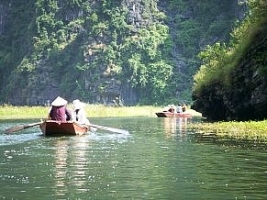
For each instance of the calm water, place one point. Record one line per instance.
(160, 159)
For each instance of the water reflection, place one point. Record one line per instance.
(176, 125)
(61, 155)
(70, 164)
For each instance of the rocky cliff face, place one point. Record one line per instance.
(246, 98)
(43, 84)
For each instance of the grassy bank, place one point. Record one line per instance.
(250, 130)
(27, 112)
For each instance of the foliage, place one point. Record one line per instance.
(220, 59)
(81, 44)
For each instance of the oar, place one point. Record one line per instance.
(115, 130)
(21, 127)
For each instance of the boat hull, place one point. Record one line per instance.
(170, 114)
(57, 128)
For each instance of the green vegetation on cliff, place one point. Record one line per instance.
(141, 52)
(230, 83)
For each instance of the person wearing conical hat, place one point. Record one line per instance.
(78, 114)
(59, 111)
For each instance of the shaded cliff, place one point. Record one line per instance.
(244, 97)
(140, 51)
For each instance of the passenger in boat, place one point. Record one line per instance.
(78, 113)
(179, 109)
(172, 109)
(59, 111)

■ ■ ■ ■ ■ ■ ■

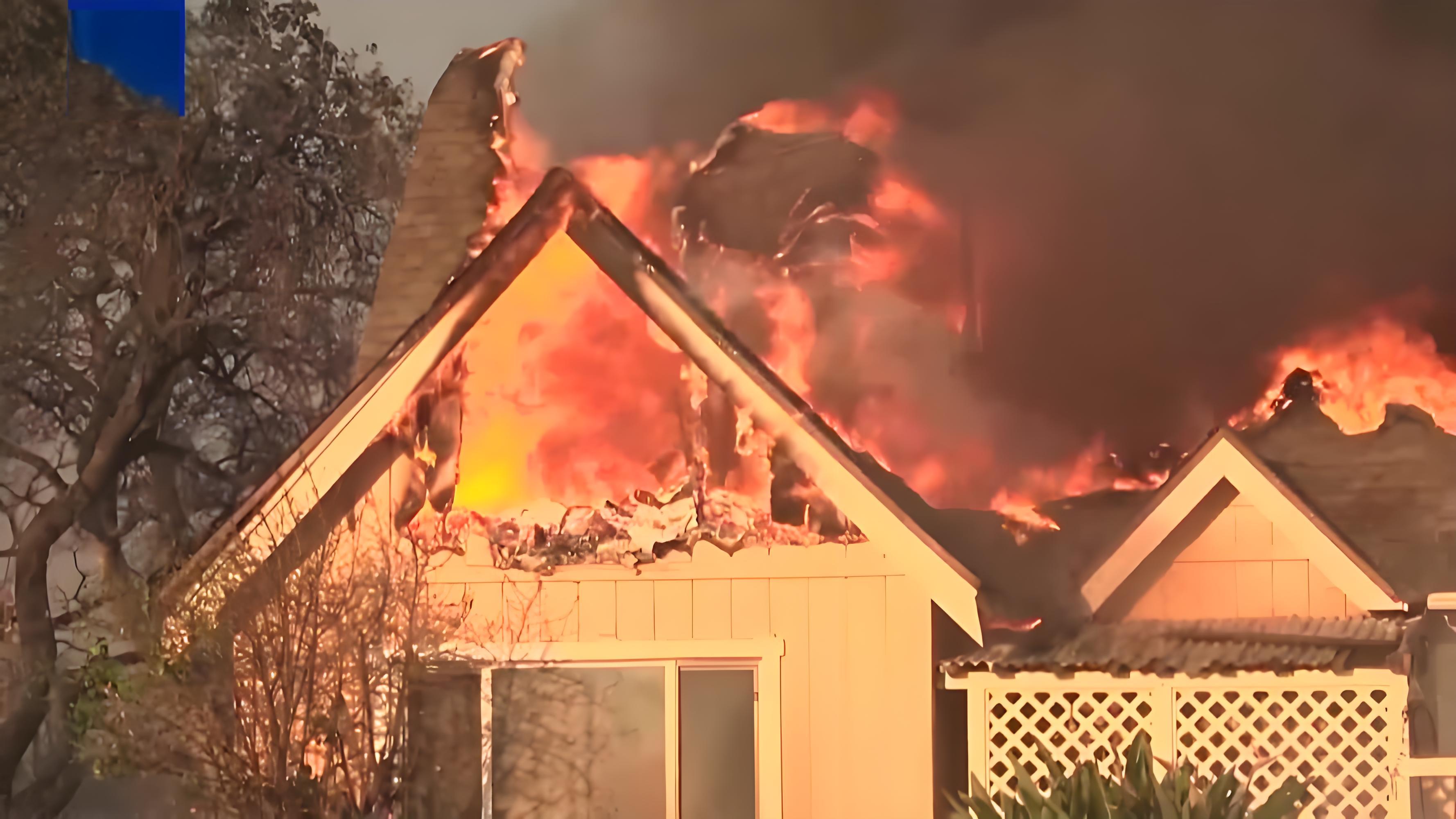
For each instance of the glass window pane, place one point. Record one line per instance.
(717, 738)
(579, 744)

■ ■ ■ ■ ■ ■ ■

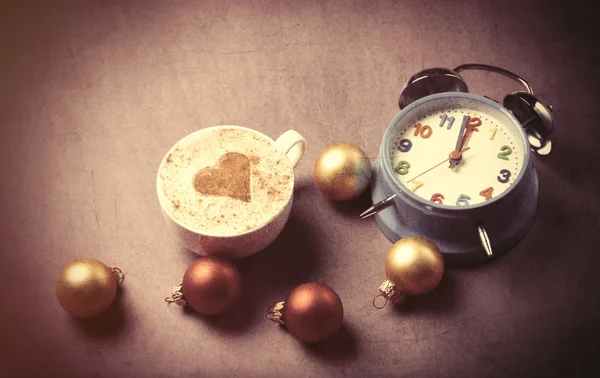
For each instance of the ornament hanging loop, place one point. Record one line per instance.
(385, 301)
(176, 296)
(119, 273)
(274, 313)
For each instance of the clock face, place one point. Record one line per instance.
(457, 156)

■ ■ ■ ■ ■ ■ ■

Written exercise:
Find every line in the entries above that contains the string "cliff", treating uppercase and lowercase letters as different, and copy each of those lines.

Exercise response:
For each instance of the rocky cliff face, place one point. Record one line per instance.
For each instance of the green vegetation on cliff, place one point. Record one line per instance.
For each instance of the shaded cliff, place one point. Record one line per instance.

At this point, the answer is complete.